List every percentage figure that appears in the passage on women in Nigerian party leadership below.

### Text passage:
Start of Block
In total, 83 per cent of men occupied leadership position across all political parties compared to women who held only 17 per cent.

February last year,  INEC delisted 74 political parties leaving only 18 registered parties.  Now, the total of women appointed to the party hierarchy is 13, while 71 men occupy the rest of the leadership posts, representing 15 to 85 per cent respectively.

Infographics by Damilola Ojetunde

This is in contrast with the 30 per cent affirmative action endorsed by Nigeria at the Beijing Conference 26 years ago, and the 35 percent minimum threshold of representation for women, recommended 15 years ago by the National Gender Policy (NGP).

Similarly, Nigeria is a signatory to the International Convention on the Elimination of All Forms of Discrimination Against Women, also known as the CEDAW. Nigeria signed the treaty in April 1984 and ratified it the following year.

Despite these written commitments, women still are under-represented in various spheres of national life.
End of Block
### Study material:
Start of Block
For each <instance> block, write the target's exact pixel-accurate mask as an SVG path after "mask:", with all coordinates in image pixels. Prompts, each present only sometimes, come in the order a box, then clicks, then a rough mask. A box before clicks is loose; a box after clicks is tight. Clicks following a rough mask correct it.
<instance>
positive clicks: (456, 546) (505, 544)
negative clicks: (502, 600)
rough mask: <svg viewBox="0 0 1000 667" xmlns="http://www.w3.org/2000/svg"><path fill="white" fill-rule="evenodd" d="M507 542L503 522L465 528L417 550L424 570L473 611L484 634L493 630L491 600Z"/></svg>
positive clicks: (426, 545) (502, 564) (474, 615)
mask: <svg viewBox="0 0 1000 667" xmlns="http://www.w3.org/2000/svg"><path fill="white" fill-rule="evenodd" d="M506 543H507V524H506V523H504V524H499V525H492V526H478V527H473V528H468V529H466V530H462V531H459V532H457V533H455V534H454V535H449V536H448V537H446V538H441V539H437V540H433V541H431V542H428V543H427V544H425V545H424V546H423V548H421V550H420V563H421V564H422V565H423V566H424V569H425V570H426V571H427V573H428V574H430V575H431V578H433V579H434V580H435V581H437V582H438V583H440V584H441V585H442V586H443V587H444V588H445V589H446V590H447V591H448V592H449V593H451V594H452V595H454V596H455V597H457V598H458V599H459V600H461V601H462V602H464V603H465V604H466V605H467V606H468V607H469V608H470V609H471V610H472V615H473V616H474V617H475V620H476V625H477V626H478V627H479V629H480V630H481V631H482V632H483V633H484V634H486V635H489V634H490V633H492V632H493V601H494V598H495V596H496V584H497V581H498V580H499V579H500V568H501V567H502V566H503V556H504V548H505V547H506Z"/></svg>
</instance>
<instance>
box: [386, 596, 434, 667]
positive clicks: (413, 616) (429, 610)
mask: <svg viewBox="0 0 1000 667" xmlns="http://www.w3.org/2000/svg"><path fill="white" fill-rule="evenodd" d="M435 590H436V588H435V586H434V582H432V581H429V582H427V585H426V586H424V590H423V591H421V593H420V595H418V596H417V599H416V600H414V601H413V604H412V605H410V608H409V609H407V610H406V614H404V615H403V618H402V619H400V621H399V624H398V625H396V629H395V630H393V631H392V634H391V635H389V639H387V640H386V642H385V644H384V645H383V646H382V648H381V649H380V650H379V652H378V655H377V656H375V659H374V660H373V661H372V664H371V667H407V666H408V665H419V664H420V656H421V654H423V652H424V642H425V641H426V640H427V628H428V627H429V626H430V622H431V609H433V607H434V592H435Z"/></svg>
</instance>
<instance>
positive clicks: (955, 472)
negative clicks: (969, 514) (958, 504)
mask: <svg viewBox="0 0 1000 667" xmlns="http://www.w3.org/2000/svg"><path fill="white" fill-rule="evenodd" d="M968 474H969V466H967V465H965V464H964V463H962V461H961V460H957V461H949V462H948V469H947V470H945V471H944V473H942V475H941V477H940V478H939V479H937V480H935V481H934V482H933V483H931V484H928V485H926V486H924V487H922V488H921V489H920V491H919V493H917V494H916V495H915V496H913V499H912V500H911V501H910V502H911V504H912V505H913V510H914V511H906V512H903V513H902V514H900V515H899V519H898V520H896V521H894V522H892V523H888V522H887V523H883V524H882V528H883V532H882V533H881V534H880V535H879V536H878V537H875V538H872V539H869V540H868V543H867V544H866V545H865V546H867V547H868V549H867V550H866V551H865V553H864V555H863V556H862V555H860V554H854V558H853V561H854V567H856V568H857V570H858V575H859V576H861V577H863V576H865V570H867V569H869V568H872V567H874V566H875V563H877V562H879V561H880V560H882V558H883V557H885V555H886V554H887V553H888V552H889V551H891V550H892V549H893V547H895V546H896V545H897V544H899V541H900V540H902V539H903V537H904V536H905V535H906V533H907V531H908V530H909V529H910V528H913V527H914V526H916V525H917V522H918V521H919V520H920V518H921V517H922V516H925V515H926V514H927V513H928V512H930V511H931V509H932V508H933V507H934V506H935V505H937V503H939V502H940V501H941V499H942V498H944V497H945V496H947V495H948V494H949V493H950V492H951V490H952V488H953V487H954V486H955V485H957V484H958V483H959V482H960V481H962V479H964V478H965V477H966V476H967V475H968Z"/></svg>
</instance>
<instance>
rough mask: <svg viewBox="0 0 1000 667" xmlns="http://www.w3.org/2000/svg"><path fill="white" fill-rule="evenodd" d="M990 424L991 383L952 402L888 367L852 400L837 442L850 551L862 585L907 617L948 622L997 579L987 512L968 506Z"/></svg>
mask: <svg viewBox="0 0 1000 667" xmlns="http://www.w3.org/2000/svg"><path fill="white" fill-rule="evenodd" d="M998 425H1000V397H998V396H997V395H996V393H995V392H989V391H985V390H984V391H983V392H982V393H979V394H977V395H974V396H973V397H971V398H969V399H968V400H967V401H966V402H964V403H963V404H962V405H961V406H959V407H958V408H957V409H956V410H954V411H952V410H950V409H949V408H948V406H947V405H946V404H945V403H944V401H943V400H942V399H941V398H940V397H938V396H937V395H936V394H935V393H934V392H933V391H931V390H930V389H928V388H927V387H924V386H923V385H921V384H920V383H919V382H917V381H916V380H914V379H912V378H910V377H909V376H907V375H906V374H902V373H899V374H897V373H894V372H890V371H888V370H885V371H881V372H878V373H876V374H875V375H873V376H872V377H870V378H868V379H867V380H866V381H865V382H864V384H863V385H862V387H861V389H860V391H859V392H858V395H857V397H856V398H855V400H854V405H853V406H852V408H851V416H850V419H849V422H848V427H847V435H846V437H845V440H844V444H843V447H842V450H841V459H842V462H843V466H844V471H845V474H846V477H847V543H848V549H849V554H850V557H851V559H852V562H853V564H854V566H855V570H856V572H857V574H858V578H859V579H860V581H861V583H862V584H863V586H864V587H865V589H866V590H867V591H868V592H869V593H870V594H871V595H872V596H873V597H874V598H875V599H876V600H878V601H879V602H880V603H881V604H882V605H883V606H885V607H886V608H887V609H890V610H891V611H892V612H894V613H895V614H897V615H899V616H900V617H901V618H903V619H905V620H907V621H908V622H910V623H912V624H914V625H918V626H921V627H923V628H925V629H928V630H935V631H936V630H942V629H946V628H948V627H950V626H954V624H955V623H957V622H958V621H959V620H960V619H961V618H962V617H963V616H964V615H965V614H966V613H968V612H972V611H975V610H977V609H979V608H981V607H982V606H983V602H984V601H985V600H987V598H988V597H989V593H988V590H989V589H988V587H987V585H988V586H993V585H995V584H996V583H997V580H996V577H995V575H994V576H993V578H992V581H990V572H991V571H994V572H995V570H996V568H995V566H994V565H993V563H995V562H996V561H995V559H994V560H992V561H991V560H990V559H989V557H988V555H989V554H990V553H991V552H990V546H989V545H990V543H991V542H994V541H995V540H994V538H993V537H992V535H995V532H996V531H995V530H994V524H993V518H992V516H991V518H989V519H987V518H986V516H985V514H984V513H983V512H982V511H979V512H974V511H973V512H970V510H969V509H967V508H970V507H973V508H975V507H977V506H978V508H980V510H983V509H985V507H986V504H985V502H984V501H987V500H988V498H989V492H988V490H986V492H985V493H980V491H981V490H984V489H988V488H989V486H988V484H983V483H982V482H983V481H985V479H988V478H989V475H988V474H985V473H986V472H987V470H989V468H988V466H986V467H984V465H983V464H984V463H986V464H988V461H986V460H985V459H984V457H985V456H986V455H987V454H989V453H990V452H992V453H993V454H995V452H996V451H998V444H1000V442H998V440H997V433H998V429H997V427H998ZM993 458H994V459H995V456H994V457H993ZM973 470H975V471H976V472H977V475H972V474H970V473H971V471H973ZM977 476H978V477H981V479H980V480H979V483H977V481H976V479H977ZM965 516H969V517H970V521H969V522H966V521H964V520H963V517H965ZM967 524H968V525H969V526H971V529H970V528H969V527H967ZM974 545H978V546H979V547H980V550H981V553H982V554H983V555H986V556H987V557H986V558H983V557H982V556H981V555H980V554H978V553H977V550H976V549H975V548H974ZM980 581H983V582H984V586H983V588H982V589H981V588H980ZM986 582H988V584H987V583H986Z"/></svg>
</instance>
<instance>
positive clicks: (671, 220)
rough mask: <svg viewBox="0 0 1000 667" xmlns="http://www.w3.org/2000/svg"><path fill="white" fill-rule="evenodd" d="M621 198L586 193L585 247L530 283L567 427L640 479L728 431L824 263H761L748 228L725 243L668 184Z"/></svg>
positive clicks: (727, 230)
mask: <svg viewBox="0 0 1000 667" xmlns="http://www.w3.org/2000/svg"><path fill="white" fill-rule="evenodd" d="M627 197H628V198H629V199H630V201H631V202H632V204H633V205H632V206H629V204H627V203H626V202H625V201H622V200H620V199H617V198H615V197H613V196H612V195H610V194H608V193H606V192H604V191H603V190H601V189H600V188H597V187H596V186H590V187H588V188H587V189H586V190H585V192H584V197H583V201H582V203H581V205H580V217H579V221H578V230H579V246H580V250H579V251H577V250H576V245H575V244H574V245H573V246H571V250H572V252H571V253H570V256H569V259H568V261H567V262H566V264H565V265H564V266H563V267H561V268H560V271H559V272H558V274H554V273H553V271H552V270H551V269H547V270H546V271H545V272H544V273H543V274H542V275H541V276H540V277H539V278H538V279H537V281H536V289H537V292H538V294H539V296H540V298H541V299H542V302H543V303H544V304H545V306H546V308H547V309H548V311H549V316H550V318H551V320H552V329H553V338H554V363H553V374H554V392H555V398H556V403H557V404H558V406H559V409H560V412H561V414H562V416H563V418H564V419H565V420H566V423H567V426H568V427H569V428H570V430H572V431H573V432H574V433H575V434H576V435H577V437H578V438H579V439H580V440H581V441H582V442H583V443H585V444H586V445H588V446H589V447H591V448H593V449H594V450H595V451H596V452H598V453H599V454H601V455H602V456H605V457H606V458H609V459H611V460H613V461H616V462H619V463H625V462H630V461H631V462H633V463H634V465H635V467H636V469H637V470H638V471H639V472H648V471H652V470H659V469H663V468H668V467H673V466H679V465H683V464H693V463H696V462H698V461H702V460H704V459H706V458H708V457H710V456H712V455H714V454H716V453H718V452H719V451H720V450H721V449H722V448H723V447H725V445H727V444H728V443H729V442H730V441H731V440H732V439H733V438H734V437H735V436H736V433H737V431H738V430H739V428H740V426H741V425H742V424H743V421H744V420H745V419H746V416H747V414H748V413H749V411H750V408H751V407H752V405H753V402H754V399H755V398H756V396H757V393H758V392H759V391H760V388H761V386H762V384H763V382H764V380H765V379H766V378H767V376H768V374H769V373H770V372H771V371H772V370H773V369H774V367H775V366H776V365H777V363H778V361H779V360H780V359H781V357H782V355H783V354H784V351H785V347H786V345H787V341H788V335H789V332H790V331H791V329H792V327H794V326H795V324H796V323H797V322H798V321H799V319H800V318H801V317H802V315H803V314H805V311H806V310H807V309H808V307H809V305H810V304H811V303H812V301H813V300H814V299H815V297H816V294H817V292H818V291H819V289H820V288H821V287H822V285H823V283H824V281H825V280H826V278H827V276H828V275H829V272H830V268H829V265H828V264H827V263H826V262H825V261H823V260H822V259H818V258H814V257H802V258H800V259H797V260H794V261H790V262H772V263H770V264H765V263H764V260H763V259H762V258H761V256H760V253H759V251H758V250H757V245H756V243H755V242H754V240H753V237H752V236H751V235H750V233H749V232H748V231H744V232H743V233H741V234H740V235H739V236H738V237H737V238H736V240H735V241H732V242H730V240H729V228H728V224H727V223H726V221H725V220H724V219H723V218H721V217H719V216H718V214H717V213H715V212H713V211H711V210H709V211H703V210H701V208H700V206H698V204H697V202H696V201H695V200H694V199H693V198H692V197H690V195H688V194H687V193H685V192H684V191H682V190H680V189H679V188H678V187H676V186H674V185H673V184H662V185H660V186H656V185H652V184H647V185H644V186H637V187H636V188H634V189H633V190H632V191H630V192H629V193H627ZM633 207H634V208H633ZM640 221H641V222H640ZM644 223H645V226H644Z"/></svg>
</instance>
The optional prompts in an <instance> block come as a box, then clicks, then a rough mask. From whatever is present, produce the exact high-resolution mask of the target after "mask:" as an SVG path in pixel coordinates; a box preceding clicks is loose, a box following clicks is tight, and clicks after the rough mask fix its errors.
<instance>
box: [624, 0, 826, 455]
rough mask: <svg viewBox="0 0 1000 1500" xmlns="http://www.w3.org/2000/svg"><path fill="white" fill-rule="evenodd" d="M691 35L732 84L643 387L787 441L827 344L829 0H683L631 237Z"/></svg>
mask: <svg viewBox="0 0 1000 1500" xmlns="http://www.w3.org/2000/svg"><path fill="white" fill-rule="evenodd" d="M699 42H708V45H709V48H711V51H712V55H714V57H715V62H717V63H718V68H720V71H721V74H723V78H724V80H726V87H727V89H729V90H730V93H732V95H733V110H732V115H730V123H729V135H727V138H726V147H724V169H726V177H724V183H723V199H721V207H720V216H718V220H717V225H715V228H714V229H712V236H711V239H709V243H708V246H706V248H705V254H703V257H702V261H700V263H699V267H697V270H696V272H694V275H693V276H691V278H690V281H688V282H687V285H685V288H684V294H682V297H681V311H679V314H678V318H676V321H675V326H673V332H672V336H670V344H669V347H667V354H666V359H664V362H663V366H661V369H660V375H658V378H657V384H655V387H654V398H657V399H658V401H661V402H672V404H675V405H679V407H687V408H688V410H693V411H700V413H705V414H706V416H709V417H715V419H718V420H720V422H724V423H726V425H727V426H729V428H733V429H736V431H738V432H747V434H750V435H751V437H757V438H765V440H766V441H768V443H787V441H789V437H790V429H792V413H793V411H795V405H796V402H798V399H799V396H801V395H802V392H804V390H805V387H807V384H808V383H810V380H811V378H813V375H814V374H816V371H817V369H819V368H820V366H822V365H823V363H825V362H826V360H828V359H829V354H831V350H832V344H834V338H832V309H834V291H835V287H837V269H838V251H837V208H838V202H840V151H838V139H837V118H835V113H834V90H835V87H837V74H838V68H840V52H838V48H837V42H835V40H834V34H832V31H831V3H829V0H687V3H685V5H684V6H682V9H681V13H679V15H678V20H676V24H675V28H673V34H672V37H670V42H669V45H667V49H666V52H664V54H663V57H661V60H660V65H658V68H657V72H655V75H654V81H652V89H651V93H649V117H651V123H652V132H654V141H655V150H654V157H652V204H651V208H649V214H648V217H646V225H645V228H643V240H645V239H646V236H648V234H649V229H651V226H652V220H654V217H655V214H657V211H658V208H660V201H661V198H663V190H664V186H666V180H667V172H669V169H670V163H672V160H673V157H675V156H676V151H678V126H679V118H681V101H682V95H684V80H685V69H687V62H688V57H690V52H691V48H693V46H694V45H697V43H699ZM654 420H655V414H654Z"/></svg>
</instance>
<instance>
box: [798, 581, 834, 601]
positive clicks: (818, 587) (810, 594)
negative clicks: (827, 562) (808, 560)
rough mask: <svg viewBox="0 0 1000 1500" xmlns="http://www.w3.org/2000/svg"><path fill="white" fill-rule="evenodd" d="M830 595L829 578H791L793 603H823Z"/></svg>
End of Block
### Completed exercise:
83 percent, 17 percent, 15 percent, 85 percent, 30 percent, 35 percent